GIVEN INFORMATION:
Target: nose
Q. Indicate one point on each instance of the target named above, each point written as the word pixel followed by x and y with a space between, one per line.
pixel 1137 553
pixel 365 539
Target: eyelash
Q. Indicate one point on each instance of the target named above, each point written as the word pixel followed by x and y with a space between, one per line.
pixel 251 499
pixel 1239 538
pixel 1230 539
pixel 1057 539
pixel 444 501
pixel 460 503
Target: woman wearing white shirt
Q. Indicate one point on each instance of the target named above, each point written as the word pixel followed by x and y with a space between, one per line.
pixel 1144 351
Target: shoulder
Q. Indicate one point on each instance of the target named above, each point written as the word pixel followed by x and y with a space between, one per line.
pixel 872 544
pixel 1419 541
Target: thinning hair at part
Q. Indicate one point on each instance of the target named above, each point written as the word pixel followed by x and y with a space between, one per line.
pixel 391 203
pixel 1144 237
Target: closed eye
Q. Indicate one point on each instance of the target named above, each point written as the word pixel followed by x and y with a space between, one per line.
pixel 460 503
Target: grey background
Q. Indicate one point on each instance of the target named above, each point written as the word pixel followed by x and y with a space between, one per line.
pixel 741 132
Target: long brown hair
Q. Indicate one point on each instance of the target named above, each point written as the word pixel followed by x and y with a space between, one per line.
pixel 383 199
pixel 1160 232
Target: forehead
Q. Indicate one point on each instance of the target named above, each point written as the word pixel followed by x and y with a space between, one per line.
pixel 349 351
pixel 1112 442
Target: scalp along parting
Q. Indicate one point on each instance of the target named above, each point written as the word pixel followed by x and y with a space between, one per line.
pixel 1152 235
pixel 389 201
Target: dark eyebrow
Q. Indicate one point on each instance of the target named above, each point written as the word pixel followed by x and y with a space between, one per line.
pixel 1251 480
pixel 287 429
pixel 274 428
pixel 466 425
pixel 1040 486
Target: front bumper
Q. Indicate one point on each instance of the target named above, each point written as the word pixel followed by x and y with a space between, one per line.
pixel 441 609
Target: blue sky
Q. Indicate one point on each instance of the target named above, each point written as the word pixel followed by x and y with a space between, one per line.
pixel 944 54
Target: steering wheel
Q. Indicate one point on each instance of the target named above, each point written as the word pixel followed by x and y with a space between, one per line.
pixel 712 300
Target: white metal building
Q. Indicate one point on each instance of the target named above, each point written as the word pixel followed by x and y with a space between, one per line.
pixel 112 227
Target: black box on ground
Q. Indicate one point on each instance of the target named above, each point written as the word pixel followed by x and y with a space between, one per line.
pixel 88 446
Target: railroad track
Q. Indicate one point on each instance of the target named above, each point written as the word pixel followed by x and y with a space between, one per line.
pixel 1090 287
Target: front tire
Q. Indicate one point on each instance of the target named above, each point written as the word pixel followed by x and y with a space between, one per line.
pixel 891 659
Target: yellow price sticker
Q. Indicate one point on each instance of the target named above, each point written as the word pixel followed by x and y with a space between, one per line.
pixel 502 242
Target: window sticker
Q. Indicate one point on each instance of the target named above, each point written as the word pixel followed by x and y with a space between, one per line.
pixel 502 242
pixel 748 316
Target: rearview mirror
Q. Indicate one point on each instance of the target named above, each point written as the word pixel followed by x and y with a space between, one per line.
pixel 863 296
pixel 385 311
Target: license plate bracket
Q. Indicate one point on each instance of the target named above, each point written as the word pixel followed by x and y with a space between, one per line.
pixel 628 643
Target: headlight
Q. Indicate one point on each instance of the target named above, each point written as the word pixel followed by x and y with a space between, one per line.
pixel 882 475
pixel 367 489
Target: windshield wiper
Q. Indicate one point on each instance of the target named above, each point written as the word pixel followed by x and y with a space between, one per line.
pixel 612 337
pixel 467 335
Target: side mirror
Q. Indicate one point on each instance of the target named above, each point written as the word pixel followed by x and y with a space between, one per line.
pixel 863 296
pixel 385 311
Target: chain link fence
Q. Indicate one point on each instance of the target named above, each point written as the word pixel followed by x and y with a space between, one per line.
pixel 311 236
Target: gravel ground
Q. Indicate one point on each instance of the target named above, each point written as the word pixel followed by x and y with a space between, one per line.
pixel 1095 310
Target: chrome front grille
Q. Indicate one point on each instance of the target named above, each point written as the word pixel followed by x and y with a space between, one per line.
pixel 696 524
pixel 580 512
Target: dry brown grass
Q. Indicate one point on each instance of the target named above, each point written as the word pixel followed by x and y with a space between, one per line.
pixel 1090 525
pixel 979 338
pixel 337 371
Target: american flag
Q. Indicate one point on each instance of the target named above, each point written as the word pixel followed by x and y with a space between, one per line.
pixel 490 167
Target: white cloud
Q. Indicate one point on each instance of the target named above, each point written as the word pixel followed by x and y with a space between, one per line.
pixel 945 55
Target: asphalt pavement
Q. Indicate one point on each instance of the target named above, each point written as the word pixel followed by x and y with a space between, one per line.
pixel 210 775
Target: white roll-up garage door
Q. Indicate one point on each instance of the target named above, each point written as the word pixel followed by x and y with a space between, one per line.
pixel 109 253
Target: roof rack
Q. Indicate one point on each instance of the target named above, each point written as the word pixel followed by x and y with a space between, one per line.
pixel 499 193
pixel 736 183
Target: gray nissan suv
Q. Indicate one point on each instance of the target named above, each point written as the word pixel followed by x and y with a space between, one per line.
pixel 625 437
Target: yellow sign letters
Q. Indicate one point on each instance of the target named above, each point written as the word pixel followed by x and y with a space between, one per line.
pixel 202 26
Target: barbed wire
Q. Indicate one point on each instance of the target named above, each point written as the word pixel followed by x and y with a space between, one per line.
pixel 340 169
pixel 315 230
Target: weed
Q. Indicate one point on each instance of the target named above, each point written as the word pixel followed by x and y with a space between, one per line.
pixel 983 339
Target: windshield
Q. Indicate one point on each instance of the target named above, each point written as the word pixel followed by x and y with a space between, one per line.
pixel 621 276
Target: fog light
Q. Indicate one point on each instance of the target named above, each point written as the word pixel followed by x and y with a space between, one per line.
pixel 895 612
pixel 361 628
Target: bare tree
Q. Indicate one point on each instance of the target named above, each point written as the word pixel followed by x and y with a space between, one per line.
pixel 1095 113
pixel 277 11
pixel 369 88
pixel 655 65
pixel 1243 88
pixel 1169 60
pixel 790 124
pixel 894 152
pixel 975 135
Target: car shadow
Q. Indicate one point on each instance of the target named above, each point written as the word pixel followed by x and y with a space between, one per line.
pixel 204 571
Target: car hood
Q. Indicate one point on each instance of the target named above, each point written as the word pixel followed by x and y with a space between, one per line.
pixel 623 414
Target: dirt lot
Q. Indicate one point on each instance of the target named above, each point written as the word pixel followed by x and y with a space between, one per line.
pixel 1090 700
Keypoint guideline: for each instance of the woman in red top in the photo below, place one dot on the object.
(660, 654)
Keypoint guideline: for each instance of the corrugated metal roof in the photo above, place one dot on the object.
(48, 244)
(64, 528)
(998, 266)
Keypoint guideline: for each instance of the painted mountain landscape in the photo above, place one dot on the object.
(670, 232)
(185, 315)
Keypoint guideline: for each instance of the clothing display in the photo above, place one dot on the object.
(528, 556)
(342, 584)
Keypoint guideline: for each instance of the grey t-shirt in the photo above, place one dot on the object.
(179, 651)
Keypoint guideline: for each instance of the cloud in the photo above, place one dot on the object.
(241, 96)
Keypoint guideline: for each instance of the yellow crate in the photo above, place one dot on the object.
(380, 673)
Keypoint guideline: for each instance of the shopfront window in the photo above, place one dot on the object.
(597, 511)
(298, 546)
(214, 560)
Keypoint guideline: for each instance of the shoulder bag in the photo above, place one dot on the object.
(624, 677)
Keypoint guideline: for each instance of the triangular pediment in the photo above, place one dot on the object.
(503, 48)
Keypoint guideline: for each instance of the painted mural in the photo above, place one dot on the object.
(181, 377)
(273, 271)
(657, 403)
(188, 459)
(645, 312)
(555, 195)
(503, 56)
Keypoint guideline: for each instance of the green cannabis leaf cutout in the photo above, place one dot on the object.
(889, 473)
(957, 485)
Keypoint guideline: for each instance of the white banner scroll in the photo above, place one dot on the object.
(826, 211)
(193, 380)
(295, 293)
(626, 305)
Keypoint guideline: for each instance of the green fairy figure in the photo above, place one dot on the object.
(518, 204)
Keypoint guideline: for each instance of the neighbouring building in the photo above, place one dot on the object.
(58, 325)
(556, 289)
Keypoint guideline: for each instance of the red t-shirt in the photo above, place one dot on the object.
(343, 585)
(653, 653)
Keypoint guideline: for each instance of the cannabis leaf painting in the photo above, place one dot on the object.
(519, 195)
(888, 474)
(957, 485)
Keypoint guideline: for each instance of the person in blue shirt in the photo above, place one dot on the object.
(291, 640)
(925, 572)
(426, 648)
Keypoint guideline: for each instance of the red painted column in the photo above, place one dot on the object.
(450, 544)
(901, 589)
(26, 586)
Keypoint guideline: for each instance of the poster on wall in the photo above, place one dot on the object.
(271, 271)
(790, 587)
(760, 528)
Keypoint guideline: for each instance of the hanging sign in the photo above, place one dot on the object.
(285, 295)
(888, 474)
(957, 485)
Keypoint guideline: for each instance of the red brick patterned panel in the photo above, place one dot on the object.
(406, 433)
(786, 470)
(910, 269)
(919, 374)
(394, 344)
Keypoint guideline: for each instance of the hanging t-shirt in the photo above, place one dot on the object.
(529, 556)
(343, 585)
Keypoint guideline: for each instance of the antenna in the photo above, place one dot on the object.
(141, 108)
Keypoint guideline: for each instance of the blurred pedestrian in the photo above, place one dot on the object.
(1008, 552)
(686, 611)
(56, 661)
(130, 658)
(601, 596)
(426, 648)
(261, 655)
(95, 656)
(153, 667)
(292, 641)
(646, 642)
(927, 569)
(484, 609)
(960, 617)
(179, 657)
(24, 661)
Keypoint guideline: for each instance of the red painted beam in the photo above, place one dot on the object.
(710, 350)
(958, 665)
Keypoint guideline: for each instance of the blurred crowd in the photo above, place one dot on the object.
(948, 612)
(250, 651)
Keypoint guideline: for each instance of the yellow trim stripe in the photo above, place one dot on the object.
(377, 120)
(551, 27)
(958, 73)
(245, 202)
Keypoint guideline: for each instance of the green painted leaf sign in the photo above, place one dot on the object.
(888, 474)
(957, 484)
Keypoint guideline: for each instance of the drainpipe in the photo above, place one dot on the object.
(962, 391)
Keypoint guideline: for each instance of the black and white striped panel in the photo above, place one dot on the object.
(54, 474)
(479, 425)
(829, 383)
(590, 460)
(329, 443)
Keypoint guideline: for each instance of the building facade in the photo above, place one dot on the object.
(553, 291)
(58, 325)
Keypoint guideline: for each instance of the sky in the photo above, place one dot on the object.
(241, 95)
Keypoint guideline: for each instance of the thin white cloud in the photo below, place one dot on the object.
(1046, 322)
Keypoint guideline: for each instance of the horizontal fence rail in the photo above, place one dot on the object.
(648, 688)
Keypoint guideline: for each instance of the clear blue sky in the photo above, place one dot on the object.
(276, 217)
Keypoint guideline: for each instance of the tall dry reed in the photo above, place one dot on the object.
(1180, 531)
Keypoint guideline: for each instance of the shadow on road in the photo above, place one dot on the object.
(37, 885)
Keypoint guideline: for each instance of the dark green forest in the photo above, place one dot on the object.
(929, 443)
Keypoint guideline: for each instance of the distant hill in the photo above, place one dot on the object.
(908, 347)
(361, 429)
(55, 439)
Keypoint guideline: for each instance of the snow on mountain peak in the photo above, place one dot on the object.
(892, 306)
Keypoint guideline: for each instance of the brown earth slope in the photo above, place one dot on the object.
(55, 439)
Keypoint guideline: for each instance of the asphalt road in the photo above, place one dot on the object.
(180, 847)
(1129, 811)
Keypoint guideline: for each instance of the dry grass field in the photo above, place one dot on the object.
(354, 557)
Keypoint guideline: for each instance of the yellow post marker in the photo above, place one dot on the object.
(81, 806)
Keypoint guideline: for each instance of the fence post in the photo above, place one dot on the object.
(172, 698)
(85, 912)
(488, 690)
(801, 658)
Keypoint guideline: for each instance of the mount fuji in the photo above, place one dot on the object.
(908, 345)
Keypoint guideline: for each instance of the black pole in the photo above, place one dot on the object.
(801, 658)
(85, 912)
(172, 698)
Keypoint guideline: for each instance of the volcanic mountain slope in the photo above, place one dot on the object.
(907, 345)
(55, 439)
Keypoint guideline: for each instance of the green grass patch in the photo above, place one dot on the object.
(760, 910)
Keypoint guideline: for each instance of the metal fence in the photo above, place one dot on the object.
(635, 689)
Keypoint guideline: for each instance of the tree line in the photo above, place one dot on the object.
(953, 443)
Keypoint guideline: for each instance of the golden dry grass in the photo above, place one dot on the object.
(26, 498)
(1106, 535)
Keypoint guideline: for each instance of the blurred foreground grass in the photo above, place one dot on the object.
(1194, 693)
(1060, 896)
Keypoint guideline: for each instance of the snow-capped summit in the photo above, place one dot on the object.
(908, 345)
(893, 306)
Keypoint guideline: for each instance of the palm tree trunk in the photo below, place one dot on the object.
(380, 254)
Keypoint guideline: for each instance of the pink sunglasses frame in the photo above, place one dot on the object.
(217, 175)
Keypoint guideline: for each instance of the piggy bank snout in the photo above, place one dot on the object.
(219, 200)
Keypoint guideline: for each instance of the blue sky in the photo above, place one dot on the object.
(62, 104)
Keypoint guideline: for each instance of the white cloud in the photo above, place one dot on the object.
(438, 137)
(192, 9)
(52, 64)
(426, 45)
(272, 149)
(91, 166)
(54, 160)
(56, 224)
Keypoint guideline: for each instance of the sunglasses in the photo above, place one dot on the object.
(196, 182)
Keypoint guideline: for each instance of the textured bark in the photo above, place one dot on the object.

REQUEST: Reproduce the material above word for word, from the line containing "Keypoint guideline: for each instance of the clear" through the line containing "(1180, 531)", including both of those lines.

RESPONSE FOR THIS EXERCISE:
Keypoint guideline: for each instance of the clear blue sky in the photo above, place one dot on the object.
(276, 217)
Keypoint guideline: for each instance of the tall dry reed in the photo above, place one dot on the object.
(1180, 531)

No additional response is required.